**** Trecho citado ****
Todos esses personagens são muito bem desenhados - e interpretados. Bárbara Colen, Sônia Braga, Thomás Aquino, Silvero Pereira. E os forasteiros - Karine Teles, naquela moto. Sua personagem, que vem do Sudeste, acha que é branca, mas é tratada pelos gringos com o mesmo desdém que dedicam aos demais habitantes de Bacurau. São todos ‘latinos’. São estranhas as coincidências da arte. O filme que começou a ser gestado há dez anos ganhou forma na era Temer, que provocou o protesto da equipe de Aquarius na escadaria de Cannes, e chega aos cinemas como um espelho a refletir o Brasil atual. 

Cenas de uma caçada brutal. Tudo muito direto, a agressão como a reação. Na ficção de Bacurau, o povo não aguenta mais tanto sofrimento, e reage. Pegas em armas. Contra a tecnologia de ponta dos agressores, as armas são peças de museu.

Bacurau, que dá título ao filme, é um pássaro noturno do sertão. Enxerga à noite. A metáfora não poderia ser mais clara. Como cinema, o filme convida o público a viajar nos códigos de gênero. A trilha vira uma personagem à parte. De Gal, embalando a ficção científica inicial, ao chamado ideológico de Geraldo Vandré. No final, um letreiro informa. Além de defender a identidade nacional, Bacurau gerou 800 empregos. Tudo, realmente, muito direto.
**** Seção de dados ****
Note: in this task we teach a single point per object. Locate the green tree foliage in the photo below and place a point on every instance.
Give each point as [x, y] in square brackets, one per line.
****
Instruções da tarefa
Como fica em inglês esta frase do trecho sobre o filme Bacurau: "Bacurau, que dá título ao filme, é um pássaro noturno do sertão."? O material provém de uma fonte diferente.

Solução da tarefa
Bacurau, which gives the film its title, is a nocturnal bird of the sertão.